Exercise objective: Output all of the lines below exactly, and leave out each image.

• • • • •

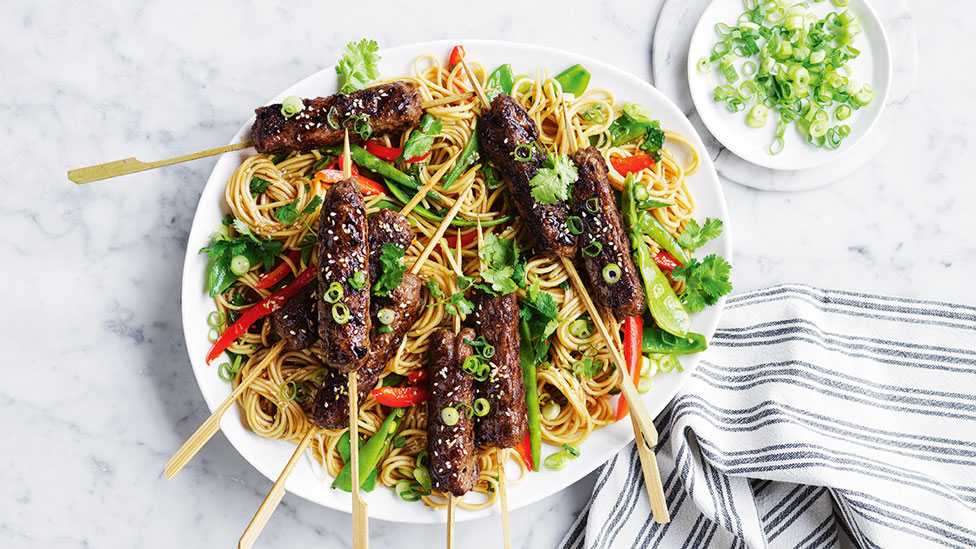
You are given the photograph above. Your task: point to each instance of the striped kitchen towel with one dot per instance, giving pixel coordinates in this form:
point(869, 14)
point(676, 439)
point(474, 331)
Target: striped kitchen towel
point(817, 418)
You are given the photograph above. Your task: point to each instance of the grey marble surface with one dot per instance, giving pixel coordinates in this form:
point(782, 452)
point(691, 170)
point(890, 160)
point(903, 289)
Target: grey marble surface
point(99, 391)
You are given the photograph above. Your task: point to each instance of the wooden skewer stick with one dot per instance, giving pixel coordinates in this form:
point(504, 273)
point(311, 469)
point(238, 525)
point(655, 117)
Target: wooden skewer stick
point(652, 475)
point(212, 425)
point(441, 229)
point(133, 165)
point(360, 516)
point(500, 455)
point(277, 492)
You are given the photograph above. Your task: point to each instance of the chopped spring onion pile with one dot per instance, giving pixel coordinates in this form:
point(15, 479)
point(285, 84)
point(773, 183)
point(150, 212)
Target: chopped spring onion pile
point(793, 63)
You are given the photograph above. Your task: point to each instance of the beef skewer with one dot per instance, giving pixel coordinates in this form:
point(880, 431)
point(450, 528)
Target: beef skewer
point(337, 258)
point(601, 221)
point(309, 322)
point(273, 134)
point(639, 413)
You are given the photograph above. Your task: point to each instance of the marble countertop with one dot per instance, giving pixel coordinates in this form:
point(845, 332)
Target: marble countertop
point(100, 391)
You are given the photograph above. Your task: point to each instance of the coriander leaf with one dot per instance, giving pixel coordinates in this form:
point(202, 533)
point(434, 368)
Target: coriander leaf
point(312, 205)
point(653, 141)
point(552, 184)
point(501, 257)
point(288, 213)
point(259, 185)
point(705, 281)
point(435, 290)
point(392, 269)
point(695, 236)
point(357, 67)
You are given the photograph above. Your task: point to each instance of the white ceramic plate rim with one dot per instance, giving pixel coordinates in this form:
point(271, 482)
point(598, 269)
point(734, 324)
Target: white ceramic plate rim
point(752, 145)
point(269, 456)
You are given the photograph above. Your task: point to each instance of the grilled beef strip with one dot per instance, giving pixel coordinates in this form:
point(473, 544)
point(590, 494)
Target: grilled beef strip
point(390, 107)
point(496, 318)
point(504, 127)
point(331, 410)
point(343, 250)
point(594, 203)
point(450, 448)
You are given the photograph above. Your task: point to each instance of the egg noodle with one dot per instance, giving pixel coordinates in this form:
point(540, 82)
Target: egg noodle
point(584, 404)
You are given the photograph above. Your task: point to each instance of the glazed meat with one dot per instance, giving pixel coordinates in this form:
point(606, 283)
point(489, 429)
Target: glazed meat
point(390, 107)
point(505, 127)
point(595, 205)
point(496, 318)
point(386, 226)
point(297, 320)
point(343, 251)
point(453, 460)
point(331, 410)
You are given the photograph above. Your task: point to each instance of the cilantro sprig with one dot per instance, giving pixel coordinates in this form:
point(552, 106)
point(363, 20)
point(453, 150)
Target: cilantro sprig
point(358, 66)
point(223, 248)
point(695, 236)
point(392, 269)
point(705, 281)
point(504, 270)
point(552, 183)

• • • • •

Problem solution:
You are given the photograph above. Your task: point to each instance of the striped kitchen towel with one dot per instance, giving pixel coordinates in this form:
point(869, 14)
point(676, 439)
point(474, 331)
Target: striped kitchen towel
point(817, 418)
You are given the photograph above. Your task: point to each instance of the grey marble surface with one dot per instance, giving pixel coordinates in this form:
point(782, 452)
point(691, 170)
point(890, 160)
point(903, 289)
Target: grey marble surface
point(99, 391)
You are given the photograph above. Your task: point to each instance of the wooden skewer stick with one dot per instance, giving pixel coordinates in this form:
point(504, 273)
point(311, 469)
point(238, 525)
point(655, 117)
Target: wooden skewer stick
point(652, 475)
point(212, 425)
point(441, 229)
point(133, 165)
point(360, 516)
point(500, 455)
point(277, 492)
You are given the photograph above. Your task: point to each instance of the chopped spring onion pile with one dot per instance, giving pixel coordinates in this form:
point(15, 479)
point(285, 84)
point(773, 183)
point(150, 212)
Target: chopped spring onion pile
point(793, 63)
You are given the photograph above. Your task: point to each instance of the beef skewer with one dot per instance, giving pixel coordinates in this form:
point(880, 431)
point(450, 528)
Target: beef skewer
point(337, 258)
point(601, 221)
point(309, 322)
point(273, 134)
point(639, 413)
You are given the photograph above. Your task: point to each instance of the marble countertop with one dot per instance, giving pixel coordinates in this form:
point(845, 332)
Target: marble countertop
point(100, 391)
You are given the photograph above. Your task: point to each instance of the coriander leaf with one dot per instance, giving pixel coordinates in this form:
point(202, 533)
point(434, 368)
Target: coriander leaf
point(312, 205)
point(653, 141)
point(552, 184)
point(501, 257)
point(288, 213)
point(259, 185)
point(705, 281)
point(435, 290)
point(392, 269)
point(695, 236)
point(357, 67)
You are given the photograph above. Your task: point to each instance of the white ceramic plate rim with one dot per instance, giving pixel coordinates in this form:
point(271, 482)
point(598, 269)
point(734, 324)
Target: white ceramic plate rim
point(752, 145)
point(269, 456)
You are given the photograph above. Your task: point to each instance of the grilled beef strip with one dot per instance, giving pixel coordinates in this form:
point(473, 544)
point(590, 494)
Target: grilled beef strip
point(390, 107)
point(496, 318)
point(504, 127)
point(331, 410)
point(343, 250)
point(594, 203)
point(450, 448)
You are given the photograph above. Your task: point to each instance of the egg noodle with one dot per instance, giving pixel coordinates in this form:
point(540, 82)
Target: egg noodle
point(584, 404)
You are given the photograph above. Your task: point to each instance of the glazed meat with one dot per instance, giving pixel coordinates in this form:
point(606, 283)
point(489, 429)
Target: glazed meat
point(390, 107)
point(505, 127)
point(595, 205)
point(496, 318)
point(386, 226)
point(297, 320)
point(343, 251)
point(453, 460)
point(331, 410)
You are given the photograph above. Your task: point to each instance of the cilantro sprig with one dot per instance, giving pixel coordinates in this form:
point(552, 106)
point(363, 20)
point(453, 150)
Target: cilantro sprig
point(358, 66)
point(223, 248)
point(695, 236)
point(392, 269)
point(705, 281)
point(504, 270)
point(552, 183)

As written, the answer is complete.